***** Data extracts *****

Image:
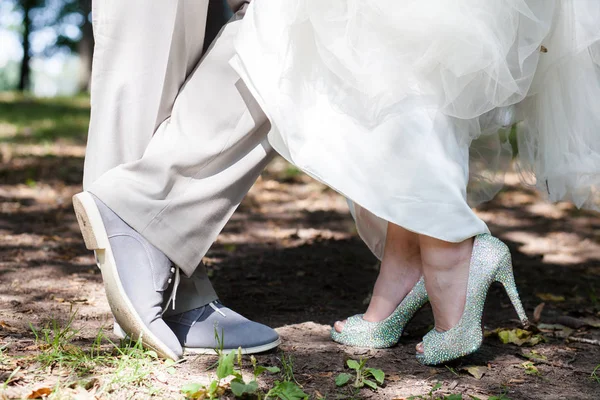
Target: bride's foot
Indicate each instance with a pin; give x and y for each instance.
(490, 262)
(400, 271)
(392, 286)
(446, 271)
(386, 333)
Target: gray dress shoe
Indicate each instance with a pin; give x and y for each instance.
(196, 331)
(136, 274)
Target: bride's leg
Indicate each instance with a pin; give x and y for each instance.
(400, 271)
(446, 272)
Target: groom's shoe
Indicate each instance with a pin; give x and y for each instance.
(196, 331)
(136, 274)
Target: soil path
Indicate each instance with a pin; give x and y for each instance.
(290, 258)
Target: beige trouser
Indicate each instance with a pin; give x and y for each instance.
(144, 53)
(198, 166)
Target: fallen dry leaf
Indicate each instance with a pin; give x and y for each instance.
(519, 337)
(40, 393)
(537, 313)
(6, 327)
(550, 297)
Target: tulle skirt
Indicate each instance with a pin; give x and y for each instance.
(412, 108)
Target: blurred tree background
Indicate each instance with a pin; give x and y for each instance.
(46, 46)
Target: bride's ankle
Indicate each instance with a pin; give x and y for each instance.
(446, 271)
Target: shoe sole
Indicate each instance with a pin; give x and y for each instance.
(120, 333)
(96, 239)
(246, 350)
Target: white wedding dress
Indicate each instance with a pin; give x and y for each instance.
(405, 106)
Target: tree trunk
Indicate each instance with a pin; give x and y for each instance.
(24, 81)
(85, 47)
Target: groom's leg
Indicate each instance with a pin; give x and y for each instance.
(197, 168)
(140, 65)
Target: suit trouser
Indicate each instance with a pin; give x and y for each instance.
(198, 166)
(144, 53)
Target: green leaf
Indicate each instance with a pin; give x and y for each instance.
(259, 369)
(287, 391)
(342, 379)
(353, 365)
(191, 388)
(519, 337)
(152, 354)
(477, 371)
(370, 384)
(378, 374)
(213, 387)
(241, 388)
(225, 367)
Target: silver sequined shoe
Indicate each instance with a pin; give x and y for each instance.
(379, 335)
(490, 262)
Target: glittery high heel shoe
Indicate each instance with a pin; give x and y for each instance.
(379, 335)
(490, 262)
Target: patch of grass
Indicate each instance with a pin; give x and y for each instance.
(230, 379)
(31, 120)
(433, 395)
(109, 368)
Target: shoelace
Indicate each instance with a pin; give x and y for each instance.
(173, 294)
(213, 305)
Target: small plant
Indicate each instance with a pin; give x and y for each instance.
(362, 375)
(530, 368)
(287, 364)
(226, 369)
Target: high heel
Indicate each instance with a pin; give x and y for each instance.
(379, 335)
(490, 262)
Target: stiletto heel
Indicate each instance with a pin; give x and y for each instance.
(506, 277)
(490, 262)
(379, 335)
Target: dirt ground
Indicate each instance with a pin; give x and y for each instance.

*****

*Task prompt*
Apart from the pictures, restate all of the listing above exactly.

*Answer to this exercise*
Image:
Target: bride's foot
Indicate each instance with a pin; give x and y for each instance.
(490, 262)
(400, 271)
(392, 286)
(446, 271)
(386, 333)
Target: gray dress shoe
Indicate each instance with a pin; give x and y for each instance.
(196, 331)
(136, 274)
Target: bride's leg
Indicate each instance with a pin; give x and y for each instance.
(400, 271)
(446, 272)
Target: groom's shoe
Indicate each instance with a pin; give x and y for each instance.
(196, 331)
(136, 274)
Target: soil path
Indicate each instance with a pin; give x and y for each instance.
(290, 258)
Target: beige trouser
Indicate each instance with a pin; give x and y for each instance.
(144, 53)
(198, 166)
Target: fallen dry leaf
Indicate each instance with a pin; give x and y for each instance.
(519, 337)
(40, 393)
(537, 313)
(6, 327)
(550, 297)
Target: tulle skirt
Indicate each instance with a pin; give x and y for each instance.
(412, 108)
Target: blurred tree background
Indicate each instance with a pin; give x and y for each instance.
(46, 46)
Target: bride's ankle
Indicate each instance with a pin; give x and y for each instance.
(446, 271)
Target: shoe sole
Indicate each instance with a pin; give x and y for each instance.
(120, 333)
(96, 239)
(246, 350)
Target: white wedding dress
Indicate each instance with a pin; give x and y for each instance.
(405, 106)
Target: tree trunk
Indicate each instance with a pin; give x and y for each instance.
(24, 81)
(85, 47)
Target: groom's leg
Indicate each instance with a pin; give x and y for each instance.
(197, 168)
(140, 65)
Target: suit trouser
Indicate each instance with a pin; give x and y for each instance.
(198, 166)
(144, 53)
Target: green leaf
Indicate each instance with a pin; give x and y for each instance.
(259, 369)
(287, 391)
(342, 379)
(353, 365)
(191, 388)
(519, 337)
(152, 354)
(477, 371)
(370, 384)
(378, 374)
(213, 387)
(241, 388)
(225, 367)
Target: silver sequined shoe
Indicate each instance with a pin; give x and y for each instance.
(379, 335)
(490, 262)
Target: glittery high heel shoe
Indicate each instance with a pin; give x and y for each instance.
(379, 335)
(490, 262)
Target: patch of grass
Indicate each instance with a pin; give x and y for each instance.
(230, 379)
(31, 120)
(433, 395)
(109, 368)
Target: shoelace
Indicate each instance with a pin; give x and y for each instance.
(173, 294)
(213, 305)
Target: small plant
Indicate each instance with a pin; give x and y for each instance.
(362, 375)
(530, 368)
(287, 364)
(226, 369)
Target: high heel
Indicate each instance with a pin; give x and y for each instance.
(379, 335)
(490, 262)
Target: stiletto heel
Indicate each instance with a pin; give x and y for each instance.
(506, 277)
(490, 262)
(379, 335)
Target: dirt ground
Indicate each instance with a pin; give x and y for each instance.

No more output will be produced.